- Given text
Tag Archives: Cosmos

Hidden in Plain Sight

USUALLY my partner wakes up before I do. He pulls on his slippers quietly, grabs his book and heads downstairs to turn the coffee on. When I finally open my eyes, sit up, and swing my feet to the floor, I lean over to the windowsill and peer outside, sometimes pressing my head against the screen so that I can see the back deck below better.

There he is, moccasin-slippered feet crossed and poking out from plaid flannel pajama pants, that grey tattered zip-up sweater hanging loosely over the mustard-yellow West Tisbury tee shirt. He fills the Adirondack chair like he means it, left arm draped over the ample chair rail, hand clutching his coffee mug, book on his knee. The tousled bed-head of silver Christopher Lloyd-ish hair belies gravity.

This is comforting to me. Not only that he is there, but that he is allowing himself this time of peace and quiet outdoors before the day begins (and before I start a nonstop stream of chatter). 

The very next thing I do is putter around the bed and into the bathroom, where another set of windows along the back side of the second story of our house offers a different view. From this vantage point, I can see the perennial beds along the walkway below, the mounds of catmint and lamb’s ears and sedum and Russian sage bunched together just as I drew them on paper two winters ago. Better still, I can look up the hill to the fenced vegetable and flower garden.

The garden faces east, and since it sits up on a rise, it draws the early morning sun like a magnet. Right now, the garden is almost completely enveloped in bean vines, with the occasional sunflower or cosmos poking out here and there. I planted the Rattlesnake pole bean and sunflower seeds halfway through the summer all along the bottom of the semi-circle of fence on the east side and all across the back of the west side, where the peas were in June and July. 

I always forget that the vines race up the six or seven feet of fence in a few short weeks. After that, in an effort to keep growing, they travel sideways, up, down, and around each other, twining themselves into a massive heavy canopy that bends the top of the wiggly deer fence in on itself. The effect is dramatic, essentially creating an outdoor room within, almost like a secret garden.

Inside, the zinnias and cosmos are pushing six feet tall, reaching up for the midday sun now that the vines throw so much shade at sunrise. In the shadowy paths between the beds, bits and pieces of light that manage to filter through the vines dapple on bouncy nasturtium leaves and flowers, picking an occasional chocolate lace flower or snapdragon to spotlight. A few winter squash vines have taken off in the oldest bed on the north end of the garden, forming a horizontal canopy that matches the vertical bean vines in mystery and abandon.

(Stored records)
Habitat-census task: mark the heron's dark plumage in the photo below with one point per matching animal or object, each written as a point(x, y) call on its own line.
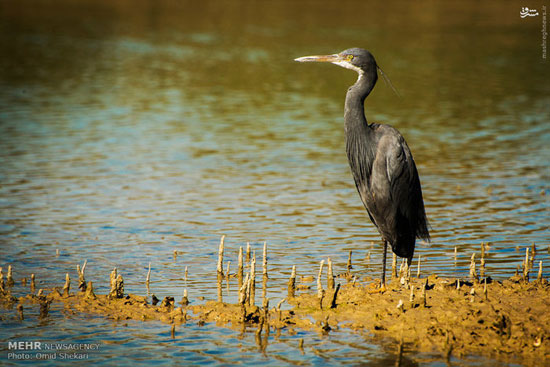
point(381, 162)
point(383, 167)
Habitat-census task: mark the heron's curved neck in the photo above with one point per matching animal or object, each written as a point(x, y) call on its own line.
point(354, 113)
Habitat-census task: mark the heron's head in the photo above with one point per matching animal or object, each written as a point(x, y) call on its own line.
point(357, 59)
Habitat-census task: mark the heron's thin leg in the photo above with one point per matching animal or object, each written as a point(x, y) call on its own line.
point(383, 280)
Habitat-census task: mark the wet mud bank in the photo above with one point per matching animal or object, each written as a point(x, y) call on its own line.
point(506, 320)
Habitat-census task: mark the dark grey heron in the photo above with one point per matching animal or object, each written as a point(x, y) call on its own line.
point(381, 163)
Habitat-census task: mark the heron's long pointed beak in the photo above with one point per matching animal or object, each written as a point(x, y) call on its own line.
point(320, 58)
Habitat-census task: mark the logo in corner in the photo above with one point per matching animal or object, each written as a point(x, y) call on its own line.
point(526, 12)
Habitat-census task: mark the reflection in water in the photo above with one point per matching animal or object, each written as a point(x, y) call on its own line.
point(130, 130)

- Exercise tasks
1) In the stored records, starting at the line containing "Habitat-census task: mark the wet" and ending at the last line of the records, rename "animal or object" to "creature or thing" and give those lines again with everything else unchanged.
2) Write what comes next in the morning garden essay, picking up after its last sentence.

- Results in order
1)
Habitat-census task: mark the wet mud bank in the photo above with one point per matching creature or thing, each written as a point(x, y) call on its own line.
point(506, 320)
Habitat-census task: mark the dark grey heron in the photo above with one point per matching creature or thing, each written as a point(x, y) call on its own line.
point(381, 163)
Habitat-census task: mark the heron's long pointed beak in the photo above with one point per matching creature or thing, each written as a point(x, y) call on its own line.
point(320, 58)
Habitat-census task: mark the logo in corner in the photo above with one point per matching creature or thing, each written as a point(x, y) call on its own line.
point(526, 12)
Habitat-census task: mark the reflection in water in the photo above with one point per matching creature or thing, each written as a point(x, y) call on its own line.
point(130, 130)

2)
This morning when I looked down on the back deck, my partner was not in his chair. Moving to the bathroom window, I looked out to see him padding down from the veg garden.

Hello!

Hello!

He paused, a broad smile bridging his face. 

“I’ve been in the garden,” he said slowly and deliberately, looking up at me, the smile widening. “It’s lovely in there. Did you know the zinnia blossoms have these little tiny yellow star-shaped mini flowers in them? And that Tithonia — it’s magnificent.”

He went on to say that he thought of me up there, and understood why I like to visit the garden and linger inside it every morning. It is serene and beautiful and magical, he admitted. But something you have to appreciate alone. (Usually his visits to the garden – since spearheading the construction of it and occasionally venturing in for infrastructure repairs – are on my urging when I’m busting to show him a new dahlia or a heavy branch of ripening tomatoes. It’s fun to share my enthusiasm, but not the same as enjoying the serenity the place brings in solitude.)

A hummingbird has been visiting me frequently in the garden. It’s almost as if it wants to communicate, hovering as it does three feet from my face until I hear the distinctive thrumming of its wings and look up to greet it.

Yesterday afternoon the hummingbird appeared on the back deck and visited my partner, choosing to greet him first, hovering to say hello before spinning off to poke around some salvia along the walkway. My partner loves hummingbirds and was thrilled at this gesture — a tiny messenger from the land of serenity reminding him not to forget what he gleaned that morning. An acknowledgment of what comes into focus if you stop to observe. And a sheer delight, if nothing else.

Odd as I am sure it will appear to some, I can think of no better form of personal involvement in the cure of the environment than that of gardening. A person who is growing a garden, if he is growing it organically, is improving a piece of the world. He is producing something to eat, which makes him somewhat independent of the grocery business, but his is also enlarging, for himself, the meaning of food and the pleasure of eating.

The care of the earth is our most ancient and most worthy and, after all, our most pleasing responsibility. To cherish what remains of it, and to foster its renewal, is our only legitimate hope.

This is because outdoors we are confronted everywhere with wonders; we see that the miraculous is not extraordinary but the common mode of existence. It is our daily bread.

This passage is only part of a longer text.